Required work: Pull out each line from the entries below that contains the word "black" and copy it unchanged.

Task data:
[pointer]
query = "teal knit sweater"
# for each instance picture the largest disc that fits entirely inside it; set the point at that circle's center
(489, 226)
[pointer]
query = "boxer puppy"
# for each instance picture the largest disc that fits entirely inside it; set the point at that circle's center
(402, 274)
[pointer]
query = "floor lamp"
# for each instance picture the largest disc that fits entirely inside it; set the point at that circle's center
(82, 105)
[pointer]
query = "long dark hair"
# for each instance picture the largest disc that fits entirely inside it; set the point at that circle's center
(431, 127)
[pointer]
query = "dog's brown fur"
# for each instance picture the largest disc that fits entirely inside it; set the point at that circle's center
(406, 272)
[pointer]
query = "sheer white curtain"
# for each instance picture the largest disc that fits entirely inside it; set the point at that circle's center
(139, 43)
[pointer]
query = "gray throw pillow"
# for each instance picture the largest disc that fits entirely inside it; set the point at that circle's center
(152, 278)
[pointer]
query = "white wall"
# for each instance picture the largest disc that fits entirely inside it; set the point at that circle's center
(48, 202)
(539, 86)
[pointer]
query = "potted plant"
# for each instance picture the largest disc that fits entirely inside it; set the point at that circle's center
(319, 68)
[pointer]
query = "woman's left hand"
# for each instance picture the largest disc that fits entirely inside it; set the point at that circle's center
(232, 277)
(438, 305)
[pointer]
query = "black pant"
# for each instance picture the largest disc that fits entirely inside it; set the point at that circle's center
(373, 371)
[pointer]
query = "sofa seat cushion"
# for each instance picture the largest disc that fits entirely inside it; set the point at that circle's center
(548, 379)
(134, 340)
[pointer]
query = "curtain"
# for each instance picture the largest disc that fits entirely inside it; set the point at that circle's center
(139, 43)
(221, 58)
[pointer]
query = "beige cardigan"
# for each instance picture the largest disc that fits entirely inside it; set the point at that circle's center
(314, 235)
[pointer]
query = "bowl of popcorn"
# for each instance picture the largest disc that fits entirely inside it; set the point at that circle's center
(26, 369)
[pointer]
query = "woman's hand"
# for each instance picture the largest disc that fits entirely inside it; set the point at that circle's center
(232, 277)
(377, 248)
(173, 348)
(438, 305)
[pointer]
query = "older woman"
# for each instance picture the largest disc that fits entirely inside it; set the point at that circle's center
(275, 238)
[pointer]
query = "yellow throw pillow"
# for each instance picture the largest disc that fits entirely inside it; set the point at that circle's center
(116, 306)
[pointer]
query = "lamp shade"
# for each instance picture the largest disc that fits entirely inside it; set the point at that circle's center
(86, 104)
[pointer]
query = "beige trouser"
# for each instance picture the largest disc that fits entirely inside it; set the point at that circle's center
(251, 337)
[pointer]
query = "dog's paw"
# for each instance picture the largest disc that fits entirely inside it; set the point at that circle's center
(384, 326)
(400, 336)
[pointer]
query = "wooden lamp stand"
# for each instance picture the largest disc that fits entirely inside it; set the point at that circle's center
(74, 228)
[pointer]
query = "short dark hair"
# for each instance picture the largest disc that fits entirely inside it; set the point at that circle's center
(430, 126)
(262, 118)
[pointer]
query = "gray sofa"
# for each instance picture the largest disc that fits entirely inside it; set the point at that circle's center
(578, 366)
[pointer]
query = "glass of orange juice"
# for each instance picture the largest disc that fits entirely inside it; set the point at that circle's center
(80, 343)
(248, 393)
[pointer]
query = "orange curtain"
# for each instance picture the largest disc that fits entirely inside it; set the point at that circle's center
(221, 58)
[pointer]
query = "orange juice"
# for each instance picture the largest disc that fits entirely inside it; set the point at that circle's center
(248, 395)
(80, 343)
==
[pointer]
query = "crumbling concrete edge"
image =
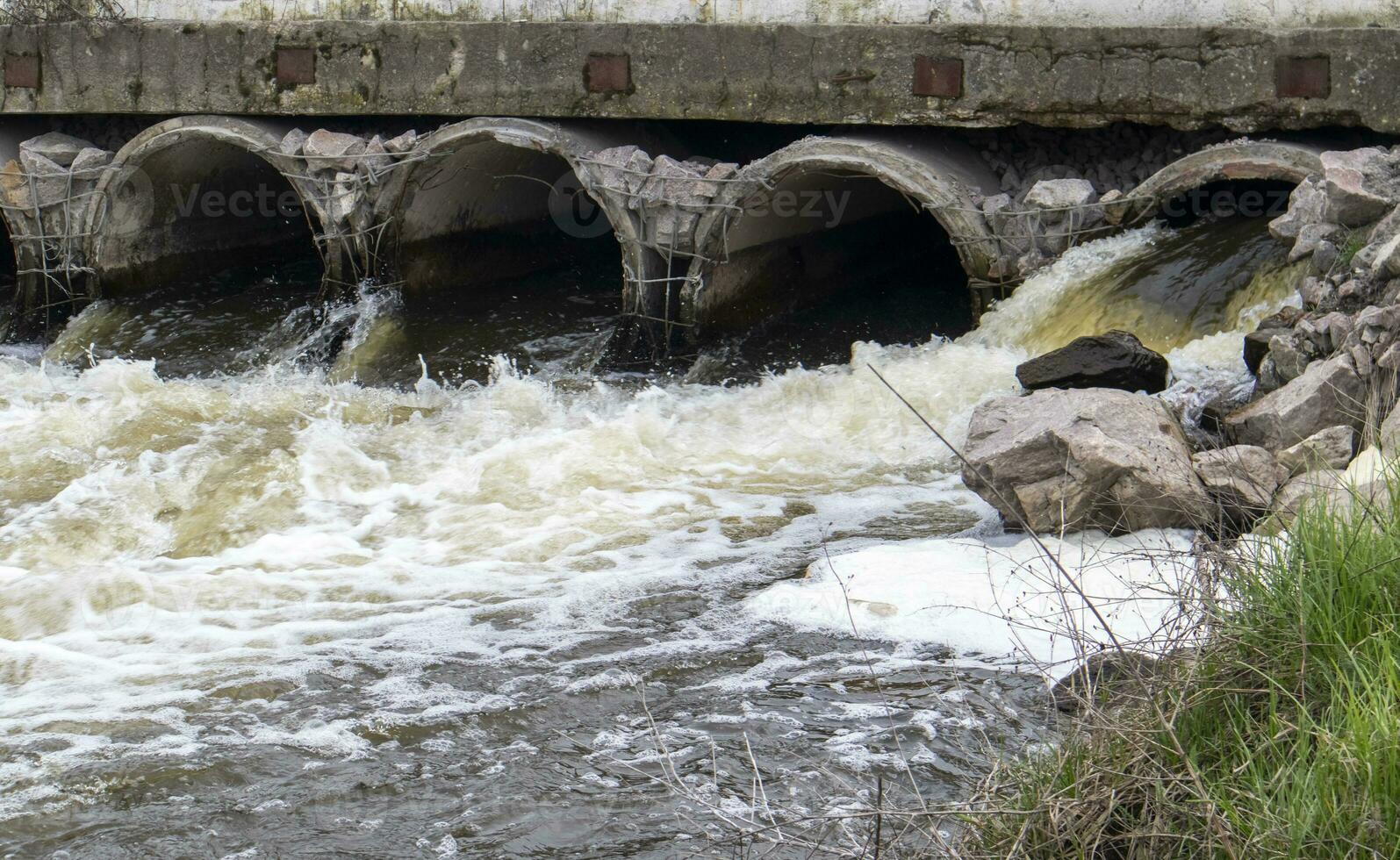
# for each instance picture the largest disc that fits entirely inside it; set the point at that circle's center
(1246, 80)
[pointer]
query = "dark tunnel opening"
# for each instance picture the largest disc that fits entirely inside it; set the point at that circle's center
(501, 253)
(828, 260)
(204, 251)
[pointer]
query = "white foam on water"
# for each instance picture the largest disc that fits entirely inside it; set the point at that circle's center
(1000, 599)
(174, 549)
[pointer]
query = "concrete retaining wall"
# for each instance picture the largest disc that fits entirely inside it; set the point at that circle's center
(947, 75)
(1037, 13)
* * *
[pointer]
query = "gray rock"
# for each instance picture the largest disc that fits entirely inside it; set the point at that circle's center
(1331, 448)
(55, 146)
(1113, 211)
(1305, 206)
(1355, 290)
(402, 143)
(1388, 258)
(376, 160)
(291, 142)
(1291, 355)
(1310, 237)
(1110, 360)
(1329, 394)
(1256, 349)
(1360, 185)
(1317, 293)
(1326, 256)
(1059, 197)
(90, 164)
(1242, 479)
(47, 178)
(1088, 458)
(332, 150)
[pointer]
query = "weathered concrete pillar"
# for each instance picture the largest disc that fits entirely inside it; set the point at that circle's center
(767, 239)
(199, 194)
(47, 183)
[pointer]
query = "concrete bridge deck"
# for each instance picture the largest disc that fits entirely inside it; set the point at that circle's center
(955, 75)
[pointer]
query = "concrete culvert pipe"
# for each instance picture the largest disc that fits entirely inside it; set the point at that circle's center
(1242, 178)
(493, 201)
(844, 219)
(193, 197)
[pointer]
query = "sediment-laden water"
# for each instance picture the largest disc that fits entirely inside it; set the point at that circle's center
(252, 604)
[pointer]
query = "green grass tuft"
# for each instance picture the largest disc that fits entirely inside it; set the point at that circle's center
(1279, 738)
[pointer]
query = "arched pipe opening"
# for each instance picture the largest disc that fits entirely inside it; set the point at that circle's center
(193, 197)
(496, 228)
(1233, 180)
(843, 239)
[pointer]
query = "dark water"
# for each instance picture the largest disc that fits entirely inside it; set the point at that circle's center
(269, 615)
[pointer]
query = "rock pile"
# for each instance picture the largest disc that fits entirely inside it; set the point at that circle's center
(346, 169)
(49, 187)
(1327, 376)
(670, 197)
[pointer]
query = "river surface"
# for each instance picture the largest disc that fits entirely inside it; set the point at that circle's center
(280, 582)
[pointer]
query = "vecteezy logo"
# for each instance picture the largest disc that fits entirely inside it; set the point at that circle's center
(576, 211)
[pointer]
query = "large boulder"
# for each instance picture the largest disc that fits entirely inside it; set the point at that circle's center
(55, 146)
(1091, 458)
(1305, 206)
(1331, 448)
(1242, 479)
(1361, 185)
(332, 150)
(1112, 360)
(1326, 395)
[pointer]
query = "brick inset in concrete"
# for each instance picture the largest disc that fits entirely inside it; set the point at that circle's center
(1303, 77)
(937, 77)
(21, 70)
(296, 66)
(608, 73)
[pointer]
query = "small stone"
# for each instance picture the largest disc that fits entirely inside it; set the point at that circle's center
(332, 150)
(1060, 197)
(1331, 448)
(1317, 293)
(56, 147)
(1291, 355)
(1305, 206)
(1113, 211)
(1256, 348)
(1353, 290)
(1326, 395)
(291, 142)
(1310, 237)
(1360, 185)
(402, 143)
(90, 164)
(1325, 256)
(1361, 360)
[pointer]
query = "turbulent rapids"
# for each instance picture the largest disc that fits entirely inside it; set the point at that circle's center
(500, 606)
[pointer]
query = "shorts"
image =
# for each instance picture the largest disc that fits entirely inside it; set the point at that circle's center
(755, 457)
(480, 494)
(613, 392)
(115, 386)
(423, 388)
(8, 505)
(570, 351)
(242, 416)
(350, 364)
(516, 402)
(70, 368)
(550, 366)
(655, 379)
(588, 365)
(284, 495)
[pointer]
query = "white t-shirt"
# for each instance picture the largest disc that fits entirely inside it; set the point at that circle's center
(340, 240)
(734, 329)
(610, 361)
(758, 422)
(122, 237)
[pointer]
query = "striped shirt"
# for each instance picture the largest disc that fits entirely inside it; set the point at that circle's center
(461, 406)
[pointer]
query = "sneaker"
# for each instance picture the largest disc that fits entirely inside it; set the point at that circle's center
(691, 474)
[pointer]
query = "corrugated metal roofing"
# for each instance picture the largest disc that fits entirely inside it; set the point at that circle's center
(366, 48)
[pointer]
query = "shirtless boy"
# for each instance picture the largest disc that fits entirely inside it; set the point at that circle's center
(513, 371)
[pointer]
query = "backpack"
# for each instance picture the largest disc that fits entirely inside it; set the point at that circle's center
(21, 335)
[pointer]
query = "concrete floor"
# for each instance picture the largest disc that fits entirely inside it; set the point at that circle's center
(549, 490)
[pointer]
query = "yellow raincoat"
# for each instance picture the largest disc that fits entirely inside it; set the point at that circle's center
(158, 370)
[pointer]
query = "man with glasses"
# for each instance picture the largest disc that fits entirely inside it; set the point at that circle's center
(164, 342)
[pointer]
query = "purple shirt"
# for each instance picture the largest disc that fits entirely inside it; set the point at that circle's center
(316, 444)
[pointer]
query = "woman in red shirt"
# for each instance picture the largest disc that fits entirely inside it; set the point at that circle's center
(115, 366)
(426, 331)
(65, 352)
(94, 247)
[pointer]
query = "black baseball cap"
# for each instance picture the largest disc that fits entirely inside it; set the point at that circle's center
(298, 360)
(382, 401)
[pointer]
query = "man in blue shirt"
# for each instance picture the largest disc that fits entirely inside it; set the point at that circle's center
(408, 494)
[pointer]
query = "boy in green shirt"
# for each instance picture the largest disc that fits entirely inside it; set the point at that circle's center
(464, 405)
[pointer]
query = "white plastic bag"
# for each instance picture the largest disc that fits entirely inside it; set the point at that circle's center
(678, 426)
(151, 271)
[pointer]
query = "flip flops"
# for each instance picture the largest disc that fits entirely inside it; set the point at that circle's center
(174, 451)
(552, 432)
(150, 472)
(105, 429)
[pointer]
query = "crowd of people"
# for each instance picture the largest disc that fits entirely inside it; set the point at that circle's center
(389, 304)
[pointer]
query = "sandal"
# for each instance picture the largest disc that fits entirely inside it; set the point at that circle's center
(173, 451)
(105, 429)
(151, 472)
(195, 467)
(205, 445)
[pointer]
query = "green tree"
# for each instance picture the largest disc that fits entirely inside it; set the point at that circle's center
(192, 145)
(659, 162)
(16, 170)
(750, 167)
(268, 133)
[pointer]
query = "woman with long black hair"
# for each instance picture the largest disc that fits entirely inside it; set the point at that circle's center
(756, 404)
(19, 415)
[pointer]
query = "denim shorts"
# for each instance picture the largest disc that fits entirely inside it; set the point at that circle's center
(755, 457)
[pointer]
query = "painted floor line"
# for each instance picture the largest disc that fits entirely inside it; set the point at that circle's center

Final answer:
query = "black pant"
query = "black baseball cap"
query = "woman with long black hair"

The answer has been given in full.